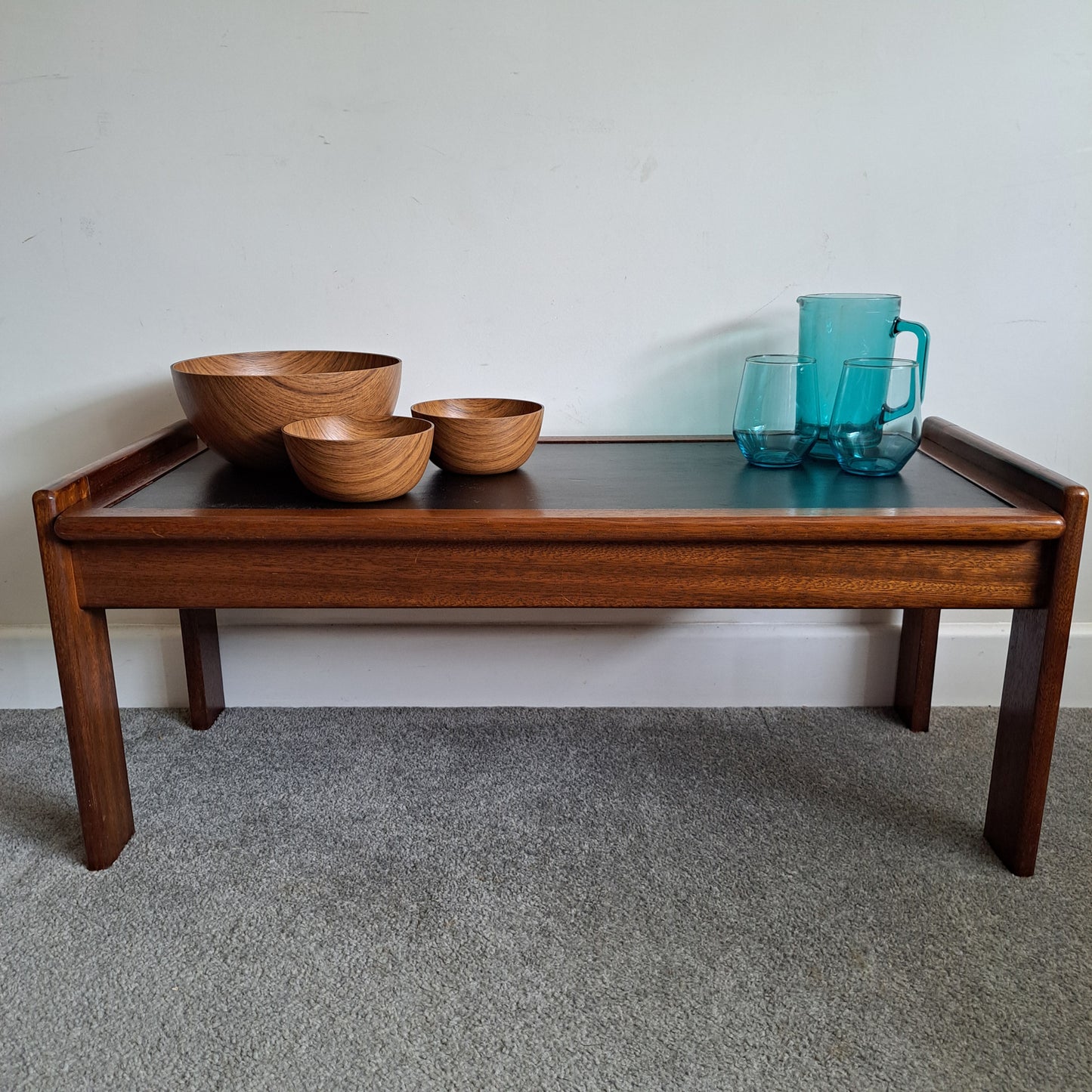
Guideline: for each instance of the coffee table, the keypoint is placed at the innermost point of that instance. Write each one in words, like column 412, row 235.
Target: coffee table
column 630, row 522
::::
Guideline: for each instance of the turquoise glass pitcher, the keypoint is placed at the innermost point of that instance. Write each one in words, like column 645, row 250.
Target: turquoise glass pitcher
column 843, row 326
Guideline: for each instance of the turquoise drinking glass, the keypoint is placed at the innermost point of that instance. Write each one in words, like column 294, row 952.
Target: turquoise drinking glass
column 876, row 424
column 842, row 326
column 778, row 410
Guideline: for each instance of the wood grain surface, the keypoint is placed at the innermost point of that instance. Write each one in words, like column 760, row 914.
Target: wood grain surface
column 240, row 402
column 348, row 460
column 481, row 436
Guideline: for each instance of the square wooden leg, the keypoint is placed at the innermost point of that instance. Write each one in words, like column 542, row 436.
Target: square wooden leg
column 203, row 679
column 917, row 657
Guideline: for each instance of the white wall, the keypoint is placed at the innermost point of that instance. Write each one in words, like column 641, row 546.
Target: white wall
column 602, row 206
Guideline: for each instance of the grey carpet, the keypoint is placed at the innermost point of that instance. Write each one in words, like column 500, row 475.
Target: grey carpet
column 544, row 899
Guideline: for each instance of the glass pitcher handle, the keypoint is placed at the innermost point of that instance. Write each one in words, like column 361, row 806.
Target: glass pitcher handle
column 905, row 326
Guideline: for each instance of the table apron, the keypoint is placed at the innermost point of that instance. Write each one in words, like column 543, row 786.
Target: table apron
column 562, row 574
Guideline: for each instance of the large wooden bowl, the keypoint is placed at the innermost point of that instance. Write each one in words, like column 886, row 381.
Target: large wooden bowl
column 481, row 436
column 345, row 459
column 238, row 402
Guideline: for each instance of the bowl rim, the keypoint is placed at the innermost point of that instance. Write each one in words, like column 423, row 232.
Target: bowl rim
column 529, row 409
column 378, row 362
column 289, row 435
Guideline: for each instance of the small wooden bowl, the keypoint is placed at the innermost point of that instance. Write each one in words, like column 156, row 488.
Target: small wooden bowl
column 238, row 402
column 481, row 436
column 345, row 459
::::
Set out the stretch of the listing from the line containing "Guideline: for each instance of the wood" through the line containing "column 602, row 206" as a Markdown table with the columns Row and Line. Number each line in Row, and skip any blank lines.

[RESULT FOR THIS TASK]:
| Row | Line |
|---|---|
| 1 | Guideline: for each instance of the wood grain surface, the keypoint is placed at the innermost point of that instance. Write each one in words, like column 760, row 914. |
| 2 | Target: wood grain surface |
| 3 | column 240, row 402 |
| 4 | column 348, row 460 |
| 5 | column 481, row 436 |
| 6 | Guideline: for each instance of the square wooden leg, the keypoint is placed at the innermost point of that instance. Write each one in words, like column 542, row 436. |
| 7 | Target: square wooden leg |
| 8 | column 203, row 679 |
| 9 | column 917, row 657 |
| 10 | Guideline: for each instance of the white wall, the keypoint is placed at the innermost point of that instance. Write each one in words, like column 641, row 546. |
| 11 | Target: white wall |
| 12 | column 602, row 206 |